:: BRIEF ::
Reproduce the passage about memory makers expanding RDRAM production capacity word for word, from beginning to end.

Slowly but surely, the memory manufacturers are announcing that they will have more RDRAM production capacity by the end of the year. Samsung’s been the most aggressive in announcing that they will jump from a capacity of 2,000,000 chips a month to 10,000,000 a month in the second half of the year. Others have announced smaller, but still significant, increases in capacity by the end of the year.
It’s probably safe to say that production capacity for RDRAMs will be around 30,000,000 chips a month by the end of the year, maybe more – not all the major players have announced numbers.
Please note that I’m saying “production capacity,” not production. Nobody said they would going to make that much, just that they would be prepared to.
Even assuming 30,000,000 chips a month, though, that’s a decent but not huge chunk of the memory market and it creates essentially two production lines: SDRAM and RDRAM. The companies expect to do fine with SDRAM products. DDR is just a minor variation on the song they’ve learned to play so well.

:: DATA EXTRACT ::
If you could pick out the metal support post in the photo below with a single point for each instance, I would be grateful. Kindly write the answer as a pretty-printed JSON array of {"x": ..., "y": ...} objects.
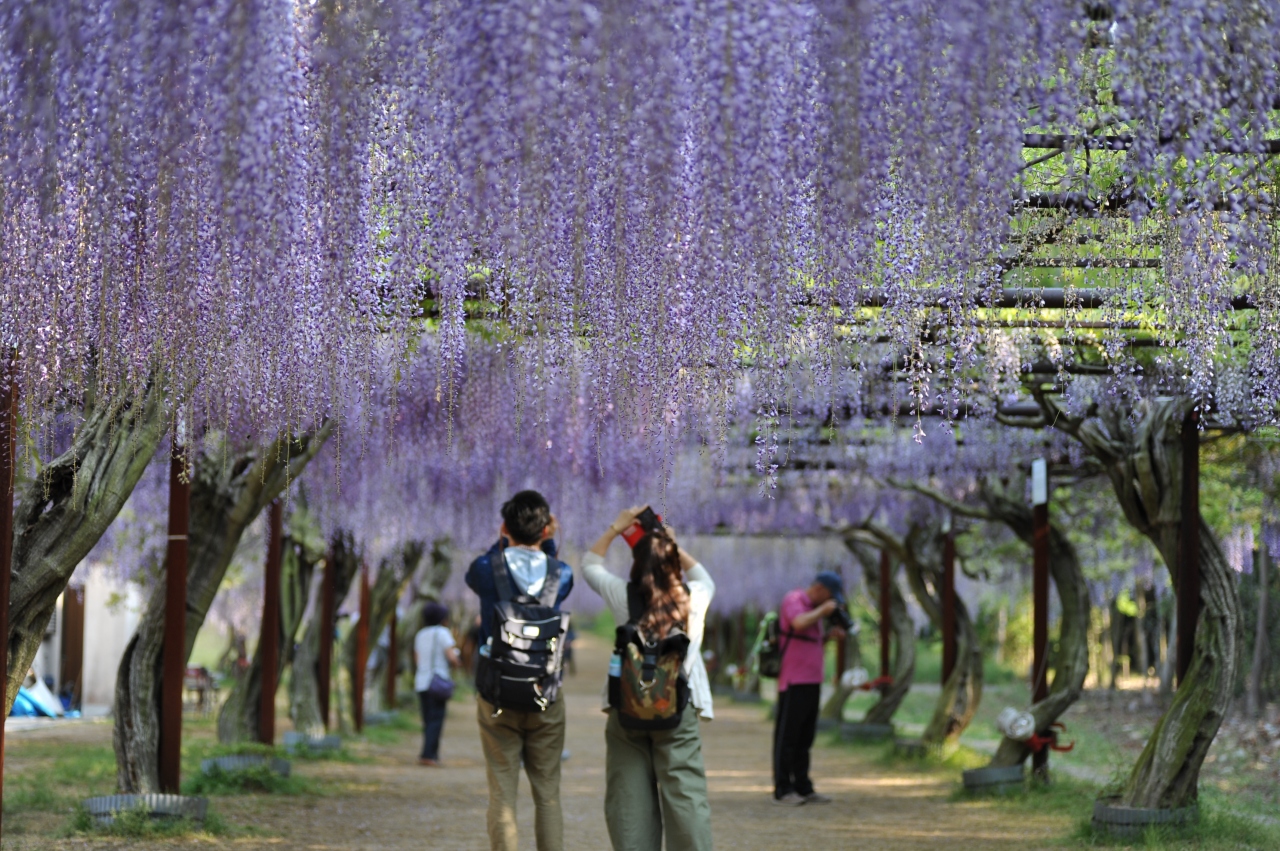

:: THE RESPONSE ::
Slowly but surely, the memory manufacturers are announcing that they will have more RDRAM production capacity by the end of the year. Samsung’s been the most aggressive in announcing that they will jump from a capacity of 2,000,000 chips a month to 10,000,000 a month in the second half of the year. Others have announced smaller, but still significant, increases in capacity by the end of the year.
It’s probably safe to say that production capacity for RDRAMs will be around 30,000,000 chips a month by the end of the year, maybe more – not all the major players have announced numbers.
Please note that I’m saying “production capacity,” not production. Nobody said they would going to make that much, just that they would be prepared to.
Even assuming 30,000,000 chips a month, though, that’s a decent but not huge chunk of the memory market and it creates essentially two production lines: SDRAM and RDRAM. The companies expect to do fine with SDRAM products. DDR is just a minor variation on the song they’ve learned to play so well.